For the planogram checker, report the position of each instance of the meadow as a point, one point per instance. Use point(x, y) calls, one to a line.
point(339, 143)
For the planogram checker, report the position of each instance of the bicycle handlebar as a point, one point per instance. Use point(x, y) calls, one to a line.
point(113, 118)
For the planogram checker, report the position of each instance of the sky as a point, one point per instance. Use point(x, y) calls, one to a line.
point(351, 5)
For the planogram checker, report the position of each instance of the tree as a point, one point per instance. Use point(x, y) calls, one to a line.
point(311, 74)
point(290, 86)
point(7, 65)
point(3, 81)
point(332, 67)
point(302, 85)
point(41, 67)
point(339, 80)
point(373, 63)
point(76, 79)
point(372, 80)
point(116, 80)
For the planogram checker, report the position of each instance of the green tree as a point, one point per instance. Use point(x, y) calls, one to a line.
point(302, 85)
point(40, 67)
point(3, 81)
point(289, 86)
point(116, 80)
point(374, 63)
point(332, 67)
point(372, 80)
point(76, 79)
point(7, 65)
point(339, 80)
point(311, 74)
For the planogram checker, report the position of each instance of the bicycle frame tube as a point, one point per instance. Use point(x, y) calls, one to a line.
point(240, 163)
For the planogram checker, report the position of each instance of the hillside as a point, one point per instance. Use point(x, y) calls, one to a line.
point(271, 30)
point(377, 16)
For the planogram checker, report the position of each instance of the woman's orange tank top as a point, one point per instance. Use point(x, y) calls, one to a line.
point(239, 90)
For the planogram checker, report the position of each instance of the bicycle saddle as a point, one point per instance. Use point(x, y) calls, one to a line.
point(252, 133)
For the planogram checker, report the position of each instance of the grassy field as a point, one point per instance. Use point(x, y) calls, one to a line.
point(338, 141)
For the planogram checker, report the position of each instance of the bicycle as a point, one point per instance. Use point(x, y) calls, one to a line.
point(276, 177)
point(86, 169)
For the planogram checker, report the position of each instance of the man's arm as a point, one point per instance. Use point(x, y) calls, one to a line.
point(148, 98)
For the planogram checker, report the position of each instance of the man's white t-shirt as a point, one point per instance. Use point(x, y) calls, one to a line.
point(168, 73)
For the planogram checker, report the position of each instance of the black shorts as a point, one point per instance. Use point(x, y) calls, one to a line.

────────────────────

Go through the data above and copy all of it exactly.

■ Problem solution:
For the planogram checker, report the position of each instance of the meadow as a point, one point per instance. Use point(x, y) calls, one to a line.
point(339, 143)
For the planogram checker, report the position of each instance of the bicycle handlebar as a point, one point per instance. Use point(x, y) calls, one to a line.
point(113, 118)
For the planogram checker, report the position of each instance of the sky as a point, one point per instance. Use point(x, y) calls, one to a line.
point(351, 5)
For the planogram checker, report the position of each instance of the tree as a point, one point per instance. Use point(x, y) calls, one to a line.
point(311, 74)
point(290, 86)
point(7, 65)
point(3, 81)
point(332, 67)
point(302, 85)
point(41, 67)
point(339, 80)
point(373, 63)
point(76, 79)
point(372, 80)
point(116, 80)
For the planogram checker, report the position of each instance of the green tree as a point, one point per instance. Use point(x, y) calls, one to a line.
point(302, 85)
point(40, 67)
point(3, 81)
point(289, 86)
point(116, 80)
point(374, 63)
point(332, 67)
point(372, 80)
point(76, 79)
point(7, 65)
point(339, 80)
point(311, 74)
For the planogram checker, report the position of each instance of the bicycle frame tube as a point, one point per instance. Use point(x, y) calls, one to a line.
point(240, 163)
For the planogram checker, report the position of each instance of the hillside as a point, one point per instance. Use point(x, y) calls, one to a line.
point(271, 30)
point(377, 16)
For the planogram checker, report the position of each instance of the woman's orange tank top as a point, one point per instance. Use point(x, y) calls, one to a line.
point(239, 90)
For the planogram checker, report the position of each instance of the bicycle saddle as a point, one point per instance. Use point(x, y) calls, one to a line.
point(252, 133)
For the planogram checker, report the position of each instance of the grassy field as a point, one point per instance. Use point(x, y) calls, one to a line.
point(338, 141)
For the planogram checker, report the position of each instance of the bicycle as a point, one point per instance. Use point(x, y) calls, one to a line.
point(276, 177)
point(86, 169)
For the planogram checker, report the position of each instance of the man's arm as a point, one point per instance. Use point(x, y) calls, one to a line.
point(148, 98)
For the planogram checker, report the position of each instance of the man's white t-shirt as a point, one point per instance. Use point(x, y) calls, one to a line.
point(168, 73)
For the planogram checker, report the position of each instance of the black shorts as a point, one point per instance. Use point(x, y) calls, one to a line.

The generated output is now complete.